» **Written request**
In the forum thread, rewrite the paragraph beginning "I had to work hard" more briefly, keeping its main facts.

» **Text section**
# How do feel about this?



## Brent Heilman (Jun 24, 2011)

I was looking around online today and saw this: 
http://www.freemasoninformation.com/2011/04/jay-zs-playing-with-us-now/

I really don't know how I feel about this but I am pretty sure it isn't that good warm and fuzzy feeling. I wasn't sure if anyone else had seen this or not.


----------



## JJones (Jun 24, 2011)

What they did to the S&C just seems wrong to me but the entire concept strikes me as utterly disrespectful to the craft.

I had to work hard to complete all my work for each degree so I could finally wear Masonic regalia but now every gangster/rapper wannabe will be wearing the S&C.


----------



## Brent Heilman (Jun 24, 2011)

I agree. They couldn't just stop at the S&C either and also included the eagle from the Scottish Rite. To me it is utterly distasteful.

Sent from my iPhone using Freemasonry


----------



## Benton (Jun 24, 2011)

» **Supplied data**
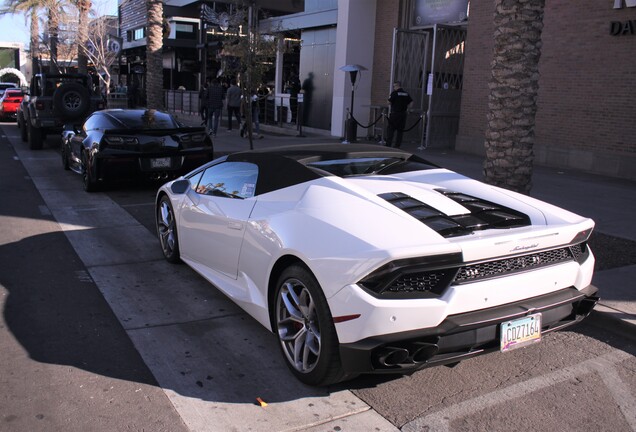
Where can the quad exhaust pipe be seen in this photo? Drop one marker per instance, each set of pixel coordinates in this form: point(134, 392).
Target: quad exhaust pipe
point(415, 352)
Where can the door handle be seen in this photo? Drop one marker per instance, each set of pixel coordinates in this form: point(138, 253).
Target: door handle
point(235, 225)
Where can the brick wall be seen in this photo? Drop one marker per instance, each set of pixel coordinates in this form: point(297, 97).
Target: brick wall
point(587, 96)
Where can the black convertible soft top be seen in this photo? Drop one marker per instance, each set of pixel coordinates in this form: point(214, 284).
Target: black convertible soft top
point(281, 167)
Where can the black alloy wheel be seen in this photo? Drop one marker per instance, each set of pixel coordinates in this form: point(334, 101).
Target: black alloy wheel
point(90, 185)
point(167, 230)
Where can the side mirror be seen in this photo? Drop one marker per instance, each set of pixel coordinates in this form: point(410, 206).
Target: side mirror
point(180, 186)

» **Task result**
The writer worked hard through each degree to earn the right to wear Masonic regalia, yet now every gangster or rapper wannabe will be wearing the S&C.